§ PROVIDED MATERIAL
==================================================
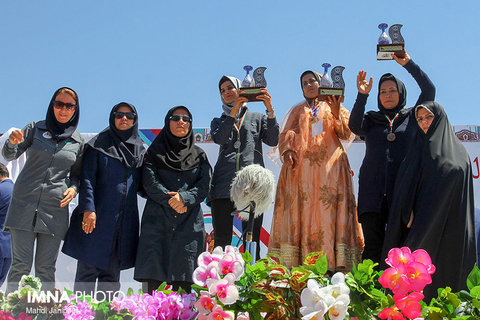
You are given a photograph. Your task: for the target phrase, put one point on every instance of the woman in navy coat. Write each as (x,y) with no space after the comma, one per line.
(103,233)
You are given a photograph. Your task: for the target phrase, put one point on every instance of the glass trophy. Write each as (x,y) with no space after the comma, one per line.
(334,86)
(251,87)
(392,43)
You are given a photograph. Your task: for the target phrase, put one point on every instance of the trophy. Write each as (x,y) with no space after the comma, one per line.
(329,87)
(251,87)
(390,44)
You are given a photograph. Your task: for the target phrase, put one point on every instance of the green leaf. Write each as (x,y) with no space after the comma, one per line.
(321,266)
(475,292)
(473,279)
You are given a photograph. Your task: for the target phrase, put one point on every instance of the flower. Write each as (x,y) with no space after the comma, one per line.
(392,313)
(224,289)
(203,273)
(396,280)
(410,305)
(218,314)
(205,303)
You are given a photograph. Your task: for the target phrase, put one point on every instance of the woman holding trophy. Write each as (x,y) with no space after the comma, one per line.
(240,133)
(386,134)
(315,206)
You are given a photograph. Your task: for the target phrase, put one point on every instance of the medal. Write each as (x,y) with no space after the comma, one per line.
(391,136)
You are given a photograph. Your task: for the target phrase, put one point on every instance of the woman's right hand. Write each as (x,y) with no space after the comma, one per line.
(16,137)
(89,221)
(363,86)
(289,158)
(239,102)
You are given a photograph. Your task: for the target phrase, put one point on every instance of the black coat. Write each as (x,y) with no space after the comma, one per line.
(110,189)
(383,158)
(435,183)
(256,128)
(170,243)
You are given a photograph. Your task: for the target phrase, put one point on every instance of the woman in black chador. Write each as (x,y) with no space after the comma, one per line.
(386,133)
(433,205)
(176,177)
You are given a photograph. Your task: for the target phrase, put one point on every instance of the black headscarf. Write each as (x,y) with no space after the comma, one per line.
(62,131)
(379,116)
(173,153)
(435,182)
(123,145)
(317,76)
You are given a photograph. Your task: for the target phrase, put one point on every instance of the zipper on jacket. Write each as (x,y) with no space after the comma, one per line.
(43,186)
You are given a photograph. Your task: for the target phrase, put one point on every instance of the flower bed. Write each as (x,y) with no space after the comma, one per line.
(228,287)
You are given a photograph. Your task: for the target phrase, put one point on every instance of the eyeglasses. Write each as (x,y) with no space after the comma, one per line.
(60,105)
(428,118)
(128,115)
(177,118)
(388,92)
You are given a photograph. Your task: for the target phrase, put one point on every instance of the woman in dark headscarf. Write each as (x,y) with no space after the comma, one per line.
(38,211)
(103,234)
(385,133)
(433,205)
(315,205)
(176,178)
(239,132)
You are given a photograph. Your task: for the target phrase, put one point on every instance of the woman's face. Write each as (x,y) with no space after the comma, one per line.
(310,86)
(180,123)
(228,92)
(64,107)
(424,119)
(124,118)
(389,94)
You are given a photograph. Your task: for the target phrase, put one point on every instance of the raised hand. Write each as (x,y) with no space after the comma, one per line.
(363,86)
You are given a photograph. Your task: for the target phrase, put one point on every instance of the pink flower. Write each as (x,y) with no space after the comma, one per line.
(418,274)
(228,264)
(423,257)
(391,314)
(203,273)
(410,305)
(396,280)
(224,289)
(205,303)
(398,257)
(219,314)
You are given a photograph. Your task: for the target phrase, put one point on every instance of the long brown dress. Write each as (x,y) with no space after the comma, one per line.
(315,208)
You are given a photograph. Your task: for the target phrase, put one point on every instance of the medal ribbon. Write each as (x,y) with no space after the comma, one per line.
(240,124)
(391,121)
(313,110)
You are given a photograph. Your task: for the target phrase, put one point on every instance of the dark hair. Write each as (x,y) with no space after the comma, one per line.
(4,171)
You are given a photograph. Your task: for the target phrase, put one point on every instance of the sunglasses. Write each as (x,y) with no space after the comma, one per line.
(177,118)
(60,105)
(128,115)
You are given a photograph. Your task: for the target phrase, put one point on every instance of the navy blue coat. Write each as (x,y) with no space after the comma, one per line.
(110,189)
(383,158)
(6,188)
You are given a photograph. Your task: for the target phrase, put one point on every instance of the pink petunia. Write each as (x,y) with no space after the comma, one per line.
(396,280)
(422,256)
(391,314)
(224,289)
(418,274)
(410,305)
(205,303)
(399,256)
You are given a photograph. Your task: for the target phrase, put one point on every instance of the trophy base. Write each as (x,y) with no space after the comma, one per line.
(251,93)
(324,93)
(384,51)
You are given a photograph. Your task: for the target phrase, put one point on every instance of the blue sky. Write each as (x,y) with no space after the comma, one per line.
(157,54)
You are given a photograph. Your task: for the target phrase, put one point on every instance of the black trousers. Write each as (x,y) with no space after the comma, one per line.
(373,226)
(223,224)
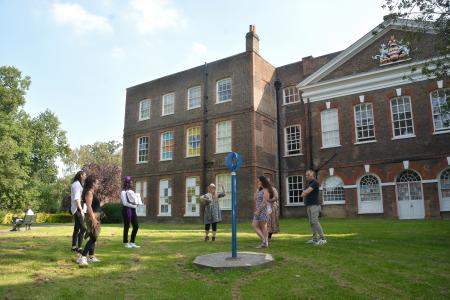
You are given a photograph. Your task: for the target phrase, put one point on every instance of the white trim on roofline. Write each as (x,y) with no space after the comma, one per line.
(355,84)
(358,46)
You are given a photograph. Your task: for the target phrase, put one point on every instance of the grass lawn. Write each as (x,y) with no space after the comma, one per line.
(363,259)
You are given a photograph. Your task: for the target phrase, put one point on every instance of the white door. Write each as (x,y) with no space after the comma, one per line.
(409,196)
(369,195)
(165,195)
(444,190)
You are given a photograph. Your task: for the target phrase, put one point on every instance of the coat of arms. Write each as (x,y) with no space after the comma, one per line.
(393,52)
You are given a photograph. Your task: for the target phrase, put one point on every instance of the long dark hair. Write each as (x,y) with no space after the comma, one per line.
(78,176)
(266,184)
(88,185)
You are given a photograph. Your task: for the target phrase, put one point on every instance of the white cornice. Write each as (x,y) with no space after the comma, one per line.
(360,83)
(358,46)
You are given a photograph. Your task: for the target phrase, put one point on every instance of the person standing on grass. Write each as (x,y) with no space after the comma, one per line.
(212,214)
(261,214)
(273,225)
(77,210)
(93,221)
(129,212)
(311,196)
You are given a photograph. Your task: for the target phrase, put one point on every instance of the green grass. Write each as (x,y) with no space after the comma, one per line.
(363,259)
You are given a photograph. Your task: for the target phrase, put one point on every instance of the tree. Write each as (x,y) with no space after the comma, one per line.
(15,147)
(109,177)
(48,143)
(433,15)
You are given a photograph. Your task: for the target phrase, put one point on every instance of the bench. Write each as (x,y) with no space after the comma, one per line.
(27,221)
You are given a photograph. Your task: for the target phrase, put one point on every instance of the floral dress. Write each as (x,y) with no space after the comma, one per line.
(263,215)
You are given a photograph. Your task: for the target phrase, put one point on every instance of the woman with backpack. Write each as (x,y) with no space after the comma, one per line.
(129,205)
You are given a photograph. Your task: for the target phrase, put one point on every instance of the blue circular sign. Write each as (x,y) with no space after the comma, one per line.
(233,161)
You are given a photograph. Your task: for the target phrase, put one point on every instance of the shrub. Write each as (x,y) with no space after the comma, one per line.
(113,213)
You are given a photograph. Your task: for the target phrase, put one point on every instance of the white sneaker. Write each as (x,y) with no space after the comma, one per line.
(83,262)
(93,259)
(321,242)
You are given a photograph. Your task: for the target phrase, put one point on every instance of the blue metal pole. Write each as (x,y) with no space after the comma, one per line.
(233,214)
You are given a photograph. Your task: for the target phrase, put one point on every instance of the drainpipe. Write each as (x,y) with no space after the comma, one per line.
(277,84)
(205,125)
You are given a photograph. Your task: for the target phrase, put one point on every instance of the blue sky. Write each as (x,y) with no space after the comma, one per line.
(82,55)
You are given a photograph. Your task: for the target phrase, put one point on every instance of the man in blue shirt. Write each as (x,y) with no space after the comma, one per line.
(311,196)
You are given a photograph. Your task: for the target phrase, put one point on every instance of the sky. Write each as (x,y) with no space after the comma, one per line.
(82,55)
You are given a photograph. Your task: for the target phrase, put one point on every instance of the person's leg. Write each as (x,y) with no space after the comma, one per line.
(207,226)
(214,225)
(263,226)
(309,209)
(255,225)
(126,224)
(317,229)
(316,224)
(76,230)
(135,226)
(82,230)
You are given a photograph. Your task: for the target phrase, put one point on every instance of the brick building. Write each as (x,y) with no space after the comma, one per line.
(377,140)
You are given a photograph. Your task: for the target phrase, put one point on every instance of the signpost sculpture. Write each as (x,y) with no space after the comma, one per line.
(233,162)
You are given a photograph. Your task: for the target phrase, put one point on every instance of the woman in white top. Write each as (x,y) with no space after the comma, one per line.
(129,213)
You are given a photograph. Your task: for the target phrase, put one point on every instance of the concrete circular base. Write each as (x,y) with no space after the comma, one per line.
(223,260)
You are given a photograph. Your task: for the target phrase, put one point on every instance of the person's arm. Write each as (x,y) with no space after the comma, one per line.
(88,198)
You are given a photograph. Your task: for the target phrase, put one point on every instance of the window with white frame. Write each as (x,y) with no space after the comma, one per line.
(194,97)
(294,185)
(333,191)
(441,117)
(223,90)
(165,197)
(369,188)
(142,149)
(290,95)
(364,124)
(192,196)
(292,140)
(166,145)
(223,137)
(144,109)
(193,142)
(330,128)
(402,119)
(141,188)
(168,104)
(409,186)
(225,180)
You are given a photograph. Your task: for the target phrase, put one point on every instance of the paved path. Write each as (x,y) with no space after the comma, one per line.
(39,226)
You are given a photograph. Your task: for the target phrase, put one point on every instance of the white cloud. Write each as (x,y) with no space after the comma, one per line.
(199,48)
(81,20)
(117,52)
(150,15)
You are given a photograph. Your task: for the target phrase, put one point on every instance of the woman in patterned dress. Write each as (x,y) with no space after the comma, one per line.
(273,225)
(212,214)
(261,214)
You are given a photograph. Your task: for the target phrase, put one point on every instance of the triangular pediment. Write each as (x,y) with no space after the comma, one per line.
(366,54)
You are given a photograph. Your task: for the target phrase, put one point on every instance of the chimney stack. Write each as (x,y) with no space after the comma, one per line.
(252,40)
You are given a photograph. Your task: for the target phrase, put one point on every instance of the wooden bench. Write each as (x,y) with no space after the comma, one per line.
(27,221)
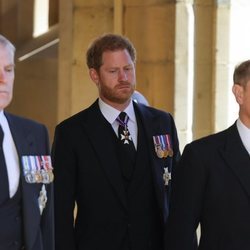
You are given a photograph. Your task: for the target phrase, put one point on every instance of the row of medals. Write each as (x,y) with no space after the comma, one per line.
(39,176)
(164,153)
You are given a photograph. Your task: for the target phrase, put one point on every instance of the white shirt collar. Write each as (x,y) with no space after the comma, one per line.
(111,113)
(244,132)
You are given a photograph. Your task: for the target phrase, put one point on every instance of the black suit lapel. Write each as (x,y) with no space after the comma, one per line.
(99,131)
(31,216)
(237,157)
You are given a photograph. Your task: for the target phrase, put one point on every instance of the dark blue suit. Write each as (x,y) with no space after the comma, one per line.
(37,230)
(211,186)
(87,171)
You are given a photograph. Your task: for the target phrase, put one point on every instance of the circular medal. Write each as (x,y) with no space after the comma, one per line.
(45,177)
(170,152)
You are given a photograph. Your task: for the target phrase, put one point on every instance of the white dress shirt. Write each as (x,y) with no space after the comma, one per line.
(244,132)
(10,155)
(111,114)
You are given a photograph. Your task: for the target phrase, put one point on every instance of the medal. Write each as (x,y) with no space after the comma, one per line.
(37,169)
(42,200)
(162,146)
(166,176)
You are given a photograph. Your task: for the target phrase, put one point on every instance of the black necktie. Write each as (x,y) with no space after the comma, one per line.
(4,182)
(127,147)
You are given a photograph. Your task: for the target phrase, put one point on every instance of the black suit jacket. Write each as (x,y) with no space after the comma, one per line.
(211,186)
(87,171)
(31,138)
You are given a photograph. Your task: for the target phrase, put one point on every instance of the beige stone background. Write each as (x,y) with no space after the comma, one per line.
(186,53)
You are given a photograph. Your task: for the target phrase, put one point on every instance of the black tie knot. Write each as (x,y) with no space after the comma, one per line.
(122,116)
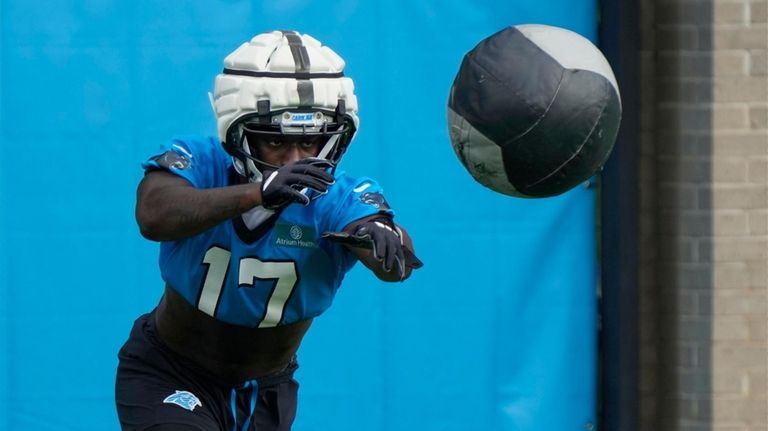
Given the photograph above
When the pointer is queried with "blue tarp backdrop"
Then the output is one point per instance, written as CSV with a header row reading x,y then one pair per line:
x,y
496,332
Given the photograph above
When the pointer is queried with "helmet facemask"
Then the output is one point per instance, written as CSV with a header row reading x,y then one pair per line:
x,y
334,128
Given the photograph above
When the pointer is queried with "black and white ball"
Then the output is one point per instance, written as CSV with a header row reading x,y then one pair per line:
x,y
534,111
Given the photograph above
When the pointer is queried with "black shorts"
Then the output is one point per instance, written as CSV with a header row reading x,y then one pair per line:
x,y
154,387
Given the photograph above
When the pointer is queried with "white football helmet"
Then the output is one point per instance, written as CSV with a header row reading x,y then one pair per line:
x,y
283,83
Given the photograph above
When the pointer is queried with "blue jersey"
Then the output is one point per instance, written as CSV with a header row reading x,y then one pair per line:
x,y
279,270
==================================================
§ WHAT THIS TASK INVOLVES
Wherever the string "pointer" shows up in a line of the records, count that line once. Report the total alone.

§ RESPONSE BELOW
6